Collected data

★ ★ ★ ★

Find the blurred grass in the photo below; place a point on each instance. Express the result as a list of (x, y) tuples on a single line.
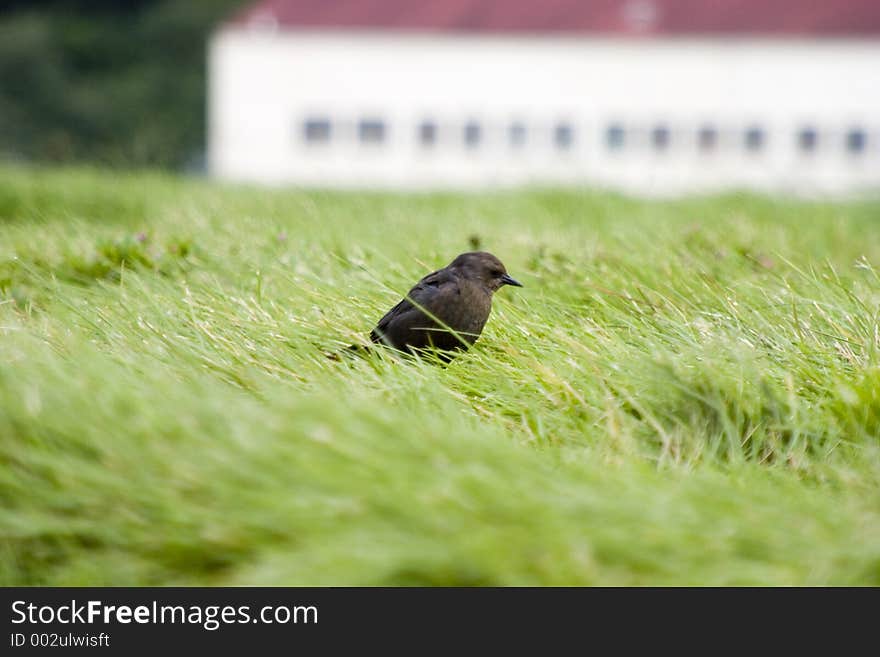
[(685, 392)]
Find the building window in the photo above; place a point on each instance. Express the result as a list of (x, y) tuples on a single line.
[(427, 133), (707, 138), (856, 141), (473, 133), (316, 130), (615, 137), (516, 134), (808, 139), (563, 136), (660, 137), (371, 131), (754, 139)]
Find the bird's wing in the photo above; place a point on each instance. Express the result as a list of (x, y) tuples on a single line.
[(429, 293)]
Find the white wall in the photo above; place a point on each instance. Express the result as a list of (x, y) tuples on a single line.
[(265, 83)]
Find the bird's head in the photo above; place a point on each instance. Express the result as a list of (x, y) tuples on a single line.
[(485, 268)]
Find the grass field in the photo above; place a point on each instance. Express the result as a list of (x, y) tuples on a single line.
[(684, 392)]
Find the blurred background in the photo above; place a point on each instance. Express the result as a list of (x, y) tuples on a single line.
[(106, 82), (652, 96)]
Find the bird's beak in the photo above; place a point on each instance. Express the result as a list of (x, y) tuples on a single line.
[(507, 280)]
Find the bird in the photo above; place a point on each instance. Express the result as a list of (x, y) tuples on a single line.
[(446, 310)]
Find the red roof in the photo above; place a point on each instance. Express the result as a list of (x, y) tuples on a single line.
[(609, 17)]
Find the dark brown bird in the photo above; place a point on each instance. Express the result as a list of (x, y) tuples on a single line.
[(447, 309)]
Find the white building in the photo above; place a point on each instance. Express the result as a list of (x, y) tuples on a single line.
[(651, 96)]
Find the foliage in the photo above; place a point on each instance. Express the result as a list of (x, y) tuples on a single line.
[(685, 392)]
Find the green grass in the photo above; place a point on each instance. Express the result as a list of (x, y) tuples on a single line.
[(685, 392)]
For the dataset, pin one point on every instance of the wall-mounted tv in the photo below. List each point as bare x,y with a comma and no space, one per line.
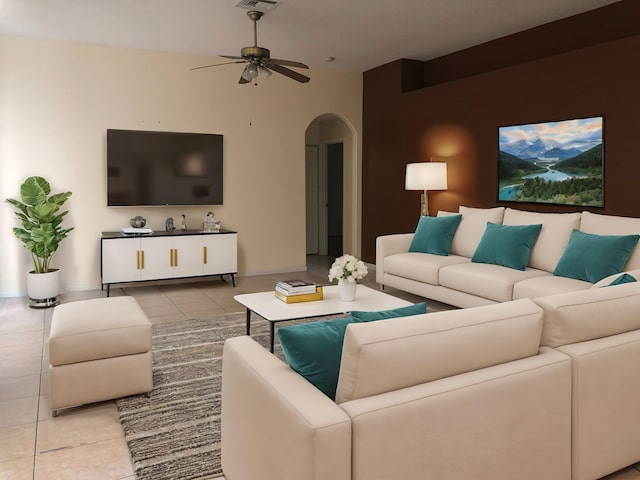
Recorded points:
146,168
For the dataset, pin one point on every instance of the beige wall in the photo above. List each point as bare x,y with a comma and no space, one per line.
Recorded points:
57,100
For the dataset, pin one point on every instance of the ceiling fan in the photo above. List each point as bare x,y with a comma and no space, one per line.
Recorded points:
259,61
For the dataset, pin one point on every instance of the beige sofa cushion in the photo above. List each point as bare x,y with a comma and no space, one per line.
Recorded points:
485,280
422,267
380,357
547,285
553,238
589,314
613,225
472,226
607,280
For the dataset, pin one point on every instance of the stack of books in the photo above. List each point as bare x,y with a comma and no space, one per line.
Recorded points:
293,291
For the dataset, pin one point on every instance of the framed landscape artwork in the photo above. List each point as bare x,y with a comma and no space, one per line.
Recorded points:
553,162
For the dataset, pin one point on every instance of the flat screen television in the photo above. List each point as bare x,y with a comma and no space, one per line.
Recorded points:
147,168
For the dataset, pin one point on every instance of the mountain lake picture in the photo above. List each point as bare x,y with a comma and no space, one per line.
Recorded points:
553,162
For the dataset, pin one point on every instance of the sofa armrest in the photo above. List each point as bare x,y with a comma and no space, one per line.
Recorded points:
389,245
606,394
275,424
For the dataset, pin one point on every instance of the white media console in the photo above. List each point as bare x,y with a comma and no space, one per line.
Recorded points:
164,255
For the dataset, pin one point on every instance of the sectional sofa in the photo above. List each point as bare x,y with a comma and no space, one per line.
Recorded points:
538,377
547,388
456,280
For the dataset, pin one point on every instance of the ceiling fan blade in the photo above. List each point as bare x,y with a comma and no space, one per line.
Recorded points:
215,65
288,63
288,73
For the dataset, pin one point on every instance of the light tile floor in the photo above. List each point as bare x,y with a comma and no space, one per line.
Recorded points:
87,442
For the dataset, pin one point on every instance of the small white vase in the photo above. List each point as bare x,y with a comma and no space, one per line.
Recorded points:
347,290
43,288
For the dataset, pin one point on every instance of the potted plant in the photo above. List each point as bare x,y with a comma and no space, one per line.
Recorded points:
41,233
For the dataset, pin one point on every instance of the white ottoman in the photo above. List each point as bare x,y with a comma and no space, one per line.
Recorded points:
98,350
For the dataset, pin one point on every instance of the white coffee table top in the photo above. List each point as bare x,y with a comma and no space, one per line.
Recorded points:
269,307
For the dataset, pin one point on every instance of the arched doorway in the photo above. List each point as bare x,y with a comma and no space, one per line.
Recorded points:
332,191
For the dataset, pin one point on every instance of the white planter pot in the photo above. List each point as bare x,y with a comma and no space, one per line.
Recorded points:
43,288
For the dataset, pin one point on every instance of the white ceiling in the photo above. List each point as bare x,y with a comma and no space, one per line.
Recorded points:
360,34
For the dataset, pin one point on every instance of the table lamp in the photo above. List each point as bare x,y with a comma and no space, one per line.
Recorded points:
426,176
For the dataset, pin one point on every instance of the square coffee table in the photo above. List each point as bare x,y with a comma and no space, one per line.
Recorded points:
273,310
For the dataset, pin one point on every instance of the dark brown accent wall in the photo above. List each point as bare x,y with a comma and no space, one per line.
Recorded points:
457,119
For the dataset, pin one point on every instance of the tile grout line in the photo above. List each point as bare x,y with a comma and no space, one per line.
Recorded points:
35,437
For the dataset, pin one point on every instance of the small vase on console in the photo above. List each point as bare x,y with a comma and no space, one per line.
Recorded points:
347,290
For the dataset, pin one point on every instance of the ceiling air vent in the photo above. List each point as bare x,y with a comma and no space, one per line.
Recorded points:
262,5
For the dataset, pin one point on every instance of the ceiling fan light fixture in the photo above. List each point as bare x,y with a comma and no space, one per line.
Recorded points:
265,72
250,72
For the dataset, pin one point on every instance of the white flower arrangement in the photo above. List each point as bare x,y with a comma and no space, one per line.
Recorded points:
347,267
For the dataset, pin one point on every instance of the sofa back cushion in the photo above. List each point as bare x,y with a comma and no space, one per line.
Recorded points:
589,314
471,227
613,225
379,357
553,238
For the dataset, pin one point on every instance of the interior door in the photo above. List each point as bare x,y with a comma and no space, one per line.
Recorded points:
335,202
312,167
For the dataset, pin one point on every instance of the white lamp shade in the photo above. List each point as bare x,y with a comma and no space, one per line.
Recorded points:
426,176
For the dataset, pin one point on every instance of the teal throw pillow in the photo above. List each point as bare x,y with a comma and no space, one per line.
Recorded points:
416,309
314,349
624,278
435,234
591,257
507,245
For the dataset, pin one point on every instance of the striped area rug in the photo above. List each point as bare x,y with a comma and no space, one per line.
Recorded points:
175,433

★ ★ ★ ★

■ What to work on: Without the images, write out each line of the data verbatim.

■ Exercise solution:
Find the blurred grass in the photo below; place a point on each instance. Express the result as a list of (x, y) tuples on a single line.
[(685, 392)]
Find the building window in the photo above; place a point on each instance. Express the result as a list of (x, y) tuples on a single line.
[(427, 133), (707, 138), (856, 141), (473, 133), (316, 130), (615, 137), (516, 134), (808, 139), (563, 136), (660, 137), (371, 131), (754, 139)]
Find the bird's wing in the photo above; place a point on each instance. Express the result as a list of (x, y) tuples on a single line.
[(429, 293)]
Find the white wall in the photo above; place a point on each instance. Express the result as a list of (x, y) tuples on a single line.
[(265, 83)]
Find the bird's head in the photo above; place a point on each instance. Express the result as a list of (x, y) tuples on a single line.
[(485, 268)]
Find the grass field in the photo above; place a point on each instance. Express the result as a list of (x, y) tuples on a single line.
[(684, 392)]
Find the blurred background in the photo above; place a point on each instance. Express the result as a list of (x, y) tuples on a single line.
[(106, 82), (652, 96)]
Find the bird's beak in the photo above; place a point on each instance. Express the result as a list of (x, y) tuples on a single line.
[(507, 280)]
Find the bird in the photo above; place a point on each instance. Express the result as a list of (x, y) tuples on a single line.
[(446, 310)]
Find the red roof in the photo above; place a point on each instance. Express the result as a list of (x, y) tuples on a single line.
[(609, 17)]
Find the dark brown bird in the photo above; place a point on each instance. Express the result as a list of (x, y) tuples on a single line.
[(447, 309)]
Find the white building in the photo above; place a point on each instance. Express the result as a list of (x, y) tuples on a single line.
[(651, 96)]
Find the foliage in the photo above; place a point on each instance. Express the result as a list of (x, y) tuples on a single line.
[(685, 392)]
Find the green grass in the photo above; place a point on each instance. Express the result as a list of (x, y) tuples on a single line.
[(685, 392)]
For the dataset, pin one point on every instance of the wall-mounted tv in the photo below. List each point as bare x,y with a comma and no space, one per line.
Recorded points:
146,168
For the dataset, pin one point on every instance of the beige wall in the photo above. List each point as bare x,y with a comma and no space, one per line.
Recorded points:
57,100
For the dataset, pin one point on every instance of the ceiling fan in the photo above. List each point as bare x,y with a comma and no space, one per line.
Recorded points:
259,61
For the dataset, pin one point on every instance of the beige sofa cushion in the photo above. List each point as bare x,y with a comma and no space, one per line.
Recorded points:
485,280
422,267
380,357
547,285
553,238
589,314
613,225
472,226
607,280
For the dataset, pin one point on every instance of the stack of books in the photo above. List each point as bare x,y with a comma and no space, one per line.
Recorded points:
293,291
For the dataset, pin one point on every instance of the framed landscape artwork in the photo above. List each point as bare x,y with a comma and no space, one per line.
Recorded points:
553,162
For the dataset, pin one point on every instance of the flat screen television in the photo above. List each point as bare x,y with a comma and no space, one per line.
Recorded points:
147,168
For the dataset, pin one point on every instance of the mountain lake picture in the photo above. List each point as bare x,y with a comma and no space, one per line.
Recorded points:
553,162
For the dataset, pin one point on every instance of the sofa armrest in the photo above. List each point as bare x,y with a comma and no space, one per line.
Recorded points:
389,245
606,394
275,424
For the dataset, pin one point on every instance of the white media console in the photo above. List each point as bare x,y with a comma and no space, one per line.
Recorded points:
164,255
For the dataset, pin one point on every instance of the sectional sofa in the photo above. List each point as bare x,y with a comma and no space, one per line.
Recorded points:
538,377
547,388
456,280
For the dataset, pin one point on every instance of the ceiling fan blade in the photo above. List each point as bare x,y with a comma and no space, one per line.
Recorded points:
215,65
288,63
288,73
For the dataset, pin one point on every instance of the light tile floor in the photo above. List each point as bare x,y with a comma and no space, one per line.
Recorded points:
87,442
For the dataset, pin one point on every instance of the small white vase in the photo above. List each point as bare x,y with a comma and no space, one per line.
Recorded points:
347,290
43,288
For the dataset, pin one point on every instance of the potted plant in the photo above. List each point as bare x,y with a comma and no space, one per line.
Recorded points:
41,233
For the dataset, pin one point on every instance of the white ottoman in the photo above. List each point as bare x,y with a comma and no space, one per line.
Recorded points:
98,350
For the dataset, pin one point on every instance of the white coffee table top in the photo above. List each point as bare x,y with a comma and no space, one per line.
Recorded points:
269,307
For the dataset, pin one point on every instance of the arched doorway in the photo above. List each point as bare x,y with a comma and no space, one per line.
Recorded points:
332,191
For the dataset, pin one point on every instance of the white planter pot in the photo above. List each point as bare x,y with a comma and no space, one per line.
Recorded points:
43,288
For the dataset, pin one point on every instance of the white ceiling in the photo above. List each point as bare x,y with a comma and no space, one per line.
Recorded points:
360,34
For the dataset, pin one point on every instance of the table lamp in the photo above. List each point as bare x,y with a comma and no space, one per line.
Recorded points:
426,176
For the dataset, pin one point on every instance of the square coffee table in the photo above. List each point as bare x,y with a comma and no space, one per line.
Recorded points:
273,310
For the dataset, pin one point on every instance of the dark brown accent wall in the photo above. List each point as bare x,y with a comma and no space, one per line.
Recorded points:
457,119
For the dataset, pin one point on every instance of the tile grout line in the photo above. List each point as bare x,y with a comma and no space, one per line.
Recorded points:
35,437
For the dataset, pin one point on every instance of the small vase on console in the photo above. List each point as bare x,y with a comma and no space, one per line.
Recorded points:
347,290
For the dataset, pin one point on every instance of the ceiling air vent in the photo above. List each point as bare x,y with a comma and no space, one per line.
Recorded points:
262,5
For the dataset, pin one point on every instance of the ceiling fan light fixture in the photo above. List each point as bare x,y with a comma and no space, one per line.
Recorded points:
265,72
250,72
For the dataset, pin one point on every instance of the white flower arrangement in the photo above. List each point as bare x,y with a comma and no space, one per line.
Recorded points:
347,267
For the dataset, pin one point on every instance of the sofa back cushion in the photo above. List each point as bare x,y with a comma and no space, one per line.
Recorded points:
589,314
471,227
613,225
379,357
553,238
For the dataset, pin one point on every instance of the interior door in the photo above. List each point as bare x,y with a comma and no space, one per line.
Recorded points:
335,202
312,167
For the dataset, pin one point on every instance of the white lamp shade in the photo above. List each point as bare x,y with a comma and no space, one per line.
Recorded points:
426,176
For the dataset, pin one point on every instance of the teal throw pillow in the photo above. List each point as bare x,y with a comma and no space, one per line.
Recorded points:
416,309
314,349
624,278
435,234
591,257
507,245
For the dataset, pin one point on every instance of the striped area rug in the photo above. List each point as bare x,y with a comma and no space, one per line.
Recorded points:
175,433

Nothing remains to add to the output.